### [Natural language region descriptions]
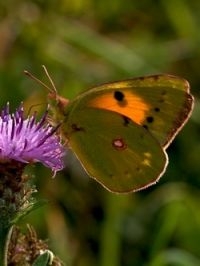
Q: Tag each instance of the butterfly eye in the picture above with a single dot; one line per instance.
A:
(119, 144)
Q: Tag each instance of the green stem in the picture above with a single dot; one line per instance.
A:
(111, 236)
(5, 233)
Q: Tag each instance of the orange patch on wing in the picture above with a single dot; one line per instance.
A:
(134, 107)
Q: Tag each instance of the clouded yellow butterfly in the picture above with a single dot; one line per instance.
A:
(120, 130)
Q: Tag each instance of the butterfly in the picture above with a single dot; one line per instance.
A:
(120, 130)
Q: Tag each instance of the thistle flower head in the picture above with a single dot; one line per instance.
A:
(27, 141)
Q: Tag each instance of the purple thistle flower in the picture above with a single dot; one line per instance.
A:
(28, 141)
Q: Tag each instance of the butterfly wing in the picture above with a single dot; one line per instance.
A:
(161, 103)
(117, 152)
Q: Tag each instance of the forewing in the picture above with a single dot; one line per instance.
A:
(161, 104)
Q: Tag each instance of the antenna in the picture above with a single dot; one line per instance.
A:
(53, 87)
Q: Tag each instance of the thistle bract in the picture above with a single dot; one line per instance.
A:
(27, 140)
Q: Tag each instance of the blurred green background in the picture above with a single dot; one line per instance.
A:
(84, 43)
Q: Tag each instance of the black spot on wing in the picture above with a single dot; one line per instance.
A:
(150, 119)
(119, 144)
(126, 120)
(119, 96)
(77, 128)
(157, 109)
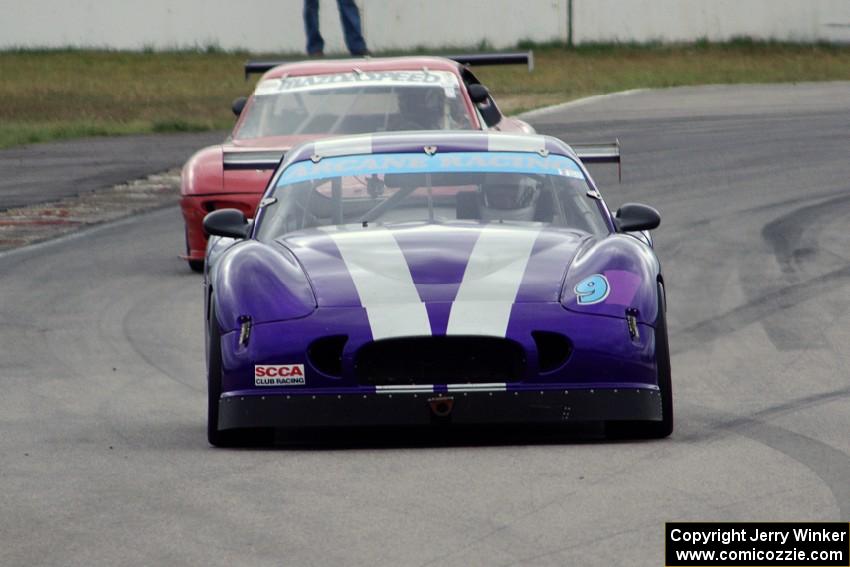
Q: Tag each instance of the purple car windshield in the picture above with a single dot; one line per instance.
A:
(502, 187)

==

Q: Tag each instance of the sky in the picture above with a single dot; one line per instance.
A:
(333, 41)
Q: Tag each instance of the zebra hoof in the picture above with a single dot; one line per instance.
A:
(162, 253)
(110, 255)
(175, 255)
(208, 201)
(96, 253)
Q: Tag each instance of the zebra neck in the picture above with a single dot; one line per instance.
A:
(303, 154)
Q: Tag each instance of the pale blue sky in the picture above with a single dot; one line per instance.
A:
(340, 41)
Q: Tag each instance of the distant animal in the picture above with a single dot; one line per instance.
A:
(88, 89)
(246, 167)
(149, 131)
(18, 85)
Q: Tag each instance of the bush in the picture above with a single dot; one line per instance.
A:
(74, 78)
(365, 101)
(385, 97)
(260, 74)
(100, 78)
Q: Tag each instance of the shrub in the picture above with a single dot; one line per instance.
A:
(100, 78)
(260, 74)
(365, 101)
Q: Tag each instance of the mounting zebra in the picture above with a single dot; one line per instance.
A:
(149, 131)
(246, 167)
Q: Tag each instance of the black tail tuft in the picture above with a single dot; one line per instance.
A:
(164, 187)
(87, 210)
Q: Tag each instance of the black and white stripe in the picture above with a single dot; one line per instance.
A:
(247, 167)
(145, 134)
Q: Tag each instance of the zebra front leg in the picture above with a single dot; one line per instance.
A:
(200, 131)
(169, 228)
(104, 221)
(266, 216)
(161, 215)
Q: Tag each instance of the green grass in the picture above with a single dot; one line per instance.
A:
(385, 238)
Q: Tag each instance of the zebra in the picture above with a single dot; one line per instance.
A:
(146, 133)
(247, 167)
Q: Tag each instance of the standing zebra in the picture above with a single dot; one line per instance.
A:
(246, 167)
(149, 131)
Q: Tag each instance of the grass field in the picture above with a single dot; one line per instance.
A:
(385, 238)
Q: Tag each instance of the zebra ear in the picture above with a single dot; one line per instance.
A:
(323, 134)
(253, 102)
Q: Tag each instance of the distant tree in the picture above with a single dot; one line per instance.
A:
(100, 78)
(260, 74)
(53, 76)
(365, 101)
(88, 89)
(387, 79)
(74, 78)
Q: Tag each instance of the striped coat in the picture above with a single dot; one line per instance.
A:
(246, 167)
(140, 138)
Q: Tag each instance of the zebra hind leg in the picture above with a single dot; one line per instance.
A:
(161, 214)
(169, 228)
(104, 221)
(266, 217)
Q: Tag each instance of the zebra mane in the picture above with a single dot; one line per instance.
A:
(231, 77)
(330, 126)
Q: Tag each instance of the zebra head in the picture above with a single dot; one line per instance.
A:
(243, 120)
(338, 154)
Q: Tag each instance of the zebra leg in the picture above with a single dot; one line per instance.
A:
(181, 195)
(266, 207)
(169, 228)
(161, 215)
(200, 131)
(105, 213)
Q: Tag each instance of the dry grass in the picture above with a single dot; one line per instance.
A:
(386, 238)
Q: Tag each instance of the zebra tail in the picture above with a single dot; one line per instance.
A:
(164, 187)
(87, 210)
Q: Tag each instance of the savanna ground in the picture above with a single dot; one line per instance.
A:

==

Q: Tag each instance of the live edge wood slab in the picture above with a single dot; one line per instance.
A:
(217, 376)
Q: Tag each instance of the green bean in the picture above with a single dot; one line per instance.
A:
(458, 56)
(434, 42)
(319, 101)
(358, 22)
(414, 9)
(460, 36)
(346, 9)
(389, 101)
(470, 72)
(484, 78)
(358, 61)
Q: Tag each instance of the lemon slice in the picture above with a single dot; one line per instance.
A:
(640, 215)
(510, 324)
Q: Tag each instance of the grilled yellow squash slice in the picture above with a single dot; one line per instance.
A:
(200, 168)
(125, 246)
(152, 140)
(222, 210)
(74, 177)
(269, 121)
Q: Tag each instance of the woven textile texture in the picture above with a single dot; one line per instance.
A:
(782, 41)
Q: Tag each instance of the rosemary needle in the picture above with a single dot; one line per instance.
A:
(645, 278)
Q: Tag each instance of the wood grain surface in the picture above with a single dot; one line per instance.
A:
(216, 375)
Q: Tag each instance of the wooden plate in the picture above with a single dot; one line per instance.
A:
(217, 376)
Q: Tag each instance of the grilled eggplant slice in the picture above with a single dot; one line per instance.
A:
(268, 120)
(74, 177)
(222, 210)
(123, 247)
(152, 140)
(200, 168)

### [THE TASK]
Copy the lines above that hold the word "head".

### [TASK ANSWER]
Q: Tag each instance of the thistle flower head in the picture above with a single dot; one line per instance.
Q: Tag each instance of the zebra head in the picture above with a single dot; one line per instance.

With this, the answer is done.